I often tell the story–in fact, I told it in one of the old Game Ideas Unlimited articles which are no longer available since the demise of Gaming Outpost (although it might still be in the printed copy of the first (and only) print installment of those), but it’s worth telling again, and this time for a different reason.  It is a story about my parents.  My mother was New York City born and bred, graduated from City College of New York at nineteen, fast moving, fast talking, efficient.  My father moved to New York from Mississippi after getting his degree from Georgia Tech, and he was every bit the slow southern gentleman.  He met her at church, where she originally attempted to pair him up with a girl from Virginia, but his interest was immediately in her.  Eventually they were “courting”, as people did then, and since they both lived on Long Island and worked in the city he rode with her on the train.  There was another man, not another suitor but an older man who had been riding on the train with her and continued to do so, who did not think that my quiet reserved father was at all the right man for my on-the-move mother.  Then one day as my mother was speaking in her rapid hundred-words-per-minute patter, she abruptly stopped, and cried, “Oh!  IForgotWhatIWasGoingToSay!” (yes, just like that, as if it were all one word–that’s how she used to talk all the time).  My father replied, without even shifting his eyes, “Don’t worry dear.  You’ll think of something else.”  The other man roared with laughter, and thereafter in his eyes my father was the right person for my mother.

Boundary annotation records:
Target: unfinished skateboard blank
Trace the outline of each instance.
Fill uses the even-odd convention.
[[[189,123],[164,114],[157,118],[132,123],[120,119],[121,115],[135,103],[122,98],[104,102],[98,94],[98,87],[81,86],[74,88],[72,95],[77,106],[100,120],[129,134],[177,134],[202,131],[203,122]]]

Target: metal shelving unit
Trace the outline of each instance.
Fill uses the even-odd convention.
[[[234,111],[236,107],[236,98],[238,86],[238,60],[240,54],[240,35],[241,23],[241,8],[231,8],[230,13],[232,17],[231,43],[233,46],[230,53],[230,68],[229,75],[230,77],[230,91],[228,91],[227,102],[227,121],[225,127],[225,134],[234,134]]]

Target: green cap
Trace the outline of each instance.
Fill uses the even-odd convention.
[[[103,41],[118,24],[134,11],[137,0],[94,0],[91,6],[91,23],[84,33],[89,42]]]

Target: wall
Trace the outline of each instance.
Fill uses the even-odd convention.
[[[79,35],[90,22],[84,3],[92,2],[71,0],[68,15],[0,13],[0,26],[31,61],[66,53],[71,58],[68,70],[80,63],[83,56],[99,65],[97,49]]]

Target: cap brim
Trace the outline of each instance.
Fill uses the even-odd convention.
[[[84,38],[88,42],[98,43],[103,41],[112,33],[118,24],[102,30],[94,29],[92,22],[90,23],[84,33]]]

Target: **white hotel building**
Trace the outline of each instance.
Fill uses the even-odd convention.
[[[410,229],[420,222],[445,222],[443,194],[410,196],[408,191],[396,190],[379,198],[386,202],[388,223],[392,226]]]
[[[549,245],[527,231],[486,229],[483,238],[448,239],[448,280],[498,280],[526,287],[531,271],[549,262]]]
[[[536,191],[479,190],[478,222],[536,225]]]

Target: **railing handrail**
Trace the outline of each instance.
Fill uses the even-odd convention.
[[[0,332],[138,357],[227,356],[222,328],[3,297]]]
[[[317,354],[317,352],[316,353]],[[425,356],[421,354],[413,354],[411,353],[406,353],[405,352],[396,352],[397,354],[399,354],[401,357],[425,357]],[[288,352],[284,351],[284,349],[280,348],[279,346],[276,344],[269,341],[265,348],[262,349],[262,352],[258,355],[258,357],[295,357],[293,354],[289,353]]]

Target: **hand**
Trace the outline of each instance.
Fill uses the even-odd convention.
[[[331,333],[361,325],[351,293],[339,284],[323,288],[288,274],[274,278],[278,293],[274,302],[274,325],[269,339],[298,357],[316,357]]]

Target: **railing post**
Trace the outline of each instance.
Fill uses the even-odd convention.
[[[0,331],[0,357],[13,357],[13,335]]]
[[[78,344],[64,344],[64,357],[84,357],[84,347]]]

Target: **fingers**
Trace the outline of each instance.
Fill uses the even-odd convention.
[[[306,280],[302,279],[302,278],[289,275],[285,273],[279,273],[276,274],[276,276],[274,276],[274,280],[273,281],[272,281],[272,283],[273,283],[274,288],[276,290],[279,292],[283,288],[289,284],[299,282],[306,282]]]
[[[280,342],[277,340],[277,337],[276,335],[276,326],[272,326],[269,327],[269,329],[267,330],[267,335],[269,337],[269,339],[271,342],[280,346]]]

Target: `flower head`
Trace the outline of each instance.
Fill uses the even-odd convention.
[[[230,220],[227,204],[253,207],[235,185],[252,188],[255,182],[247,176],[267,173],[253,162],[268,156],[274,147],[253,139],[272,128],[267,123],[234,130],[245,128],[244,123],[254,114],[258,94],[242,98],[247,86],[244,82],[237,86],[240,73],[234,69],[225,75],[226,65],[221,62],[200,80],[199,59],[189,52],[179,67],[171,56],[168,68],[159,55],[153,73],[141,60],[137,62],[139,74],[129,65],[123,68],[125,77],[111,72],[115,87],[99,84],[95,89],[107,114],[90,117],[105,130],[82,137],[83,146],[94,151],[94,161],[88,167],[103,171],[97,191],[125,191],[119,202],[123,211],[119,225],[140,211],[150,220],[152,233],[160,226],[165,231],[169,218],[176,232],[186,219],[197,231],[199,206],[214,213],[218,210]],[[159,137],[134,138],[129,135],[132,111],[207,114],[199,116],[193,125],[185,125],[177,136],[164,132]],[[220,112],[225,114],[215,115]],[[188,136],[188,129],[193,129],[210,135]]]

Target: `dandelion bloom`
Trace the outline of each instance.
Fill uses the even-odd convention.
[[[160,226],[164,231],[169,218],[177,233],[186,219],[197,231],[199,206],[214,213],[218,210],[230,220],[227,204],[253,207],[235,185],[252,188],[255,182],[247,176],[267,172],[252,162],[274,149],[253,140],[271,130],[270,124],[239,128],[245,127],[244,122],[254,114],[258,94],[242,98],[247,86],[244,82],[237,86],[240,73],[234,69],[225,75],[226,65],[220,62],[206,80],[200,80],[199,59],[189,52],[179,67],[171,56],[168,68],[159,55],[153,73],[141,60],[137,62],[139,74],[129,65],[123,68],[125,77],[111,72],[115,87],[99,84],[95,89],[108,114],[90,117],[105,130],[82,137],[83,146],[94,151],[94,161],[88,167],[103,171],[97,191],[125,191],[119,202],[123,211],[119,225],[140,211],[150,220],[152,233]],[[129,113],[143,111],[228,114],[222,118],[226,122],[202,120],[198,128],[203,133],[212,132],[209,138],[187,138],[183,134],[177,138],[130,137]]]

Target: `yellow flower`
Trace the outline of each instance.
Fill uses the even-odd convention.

- [Task to carry out]:
Decide whether each statement agrees with the passage about the narrator's parents, giving yes or no and quoting the words from the passage that settle it. (a) The mother graduated from City College of New York at nineteen. (b) The father first met the mother on the train. (c) The older man who rode the train was another suitor.

- [Result of this exercise]:
(a) Yes: "graduated from City College of New York at nineteen"
(b) No: "He met her at church"
(c) No: "not another suitor but an older man who had been riding on the train with her"